**TEXT:**
◇ ◇ ◇ ◇ ◇ ◇ ◇

It’s time to go into “Boy Scout” mode and get prepared for ICD-10, which launches Oct. 1.

According to Dr. Charles M. King II, physicians can expect to contend with impositions on staff time for training, a significant increase in the time it takes to complete each patient visit record, and a disruption in claims flow.

“Expect an increase in your rate of rejected claims at first,” Dr. King said at the annual Congress of Clinical Rheumatology.

He gave some tips based on his own experience preparing his own institution, the North Mississippi Health System Infusion Center in Tupelo, where he is the medical director.

First, establish a sense of urgency, particularly since training coders alone can take, on average, from 6 to 9 months. Next, have a clear strategy, complete with timeline, for when goals should be met for the conversion. Most importantly, have as much support as possible from your institution’s or practice’s leadership “because one way or another, this is happening.”

He also counseled that practices be prepared for the cost of the change which, depending upon the size of the practice, can be significant – even into the 7-digit range.

Dr. King discussed data from Canada indicating that the time to complete documentation for each patient visit using the ICD-10 code set is double that of the ICD-9 and that the turnaround on payment for claims went from 79 days to 150.

“You need to be ready for an increased rate in the number of claims rejected,” he said, pointing to the learning curve that will naturally occur as the nation adopts the new system. The ICD-9 has just over 14,000 codes; the ICD-10 has over 68,000 codes.

To minimize claim rejections, Dr. King suggested that physicians train their staff to work “at the top of their skill set” and to be scrupulous themselves when notating all patient encounters.

His two top tips for standardizing workflow and minimizing claim times:

• When checking off the boxes in the so-called “queryable” list (the one that has codified entries) that asks for the presenting symptoms in the ICD-10, Dr. King said it was helpful to keep the “nonqueryable” list (the one that allows more free-form responses) in the same order. By correlating the entries in each of these lists line by line, the documentation can demonstrate how the diagnosis was thought out, which helps put the information into a larger context and minimizes any questions from your coding team later, according to Dr. King.

• Observing proper “chartiquette” is especially helpful when there are shared electronic health records. “Clean out the closets,” he said. To keep records manageable, keep the problems listed in the same order every time, remove problems that are time limited, avoid listing endless symptoms, and remove any duplicate entries.

“If you were good at ICD-9, you are going to be good at ICD-10,” Dr. King told the audience.

◇ ◇ ◇ ◇ ◇ ◇ ◇

**ENTRIES SHOWN:**
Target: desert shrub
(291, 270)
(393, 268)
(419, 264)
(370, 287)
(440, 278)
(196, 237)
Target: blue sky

◇ ◇ ◇ ◇ ◇ ◇ ◇

**HOW TO COMPLETE THIS TASK:** Please copy the passage of the ICD-10 text above between "His two top" and "to Dr. King.", inclusive.

**YOUR RESPONSE:**
His two top tips for standardizing workflow and minimizing claim times:

• When checking off the boxes in the so-called “queryable” list (the one that has codified entries) that asks for the presenting symptoms in the ICD-10, Dr. King said it was helpful to keep the “nonqueryable” list (the one that allows more free-form responses) in the same order. By correlating the entries in each of these lists line by line, the documentation can demonstrate how the diagnosis was thought out, which helps put the information into a larger context and minimizes any questions from your coding team later, according to Dr. King.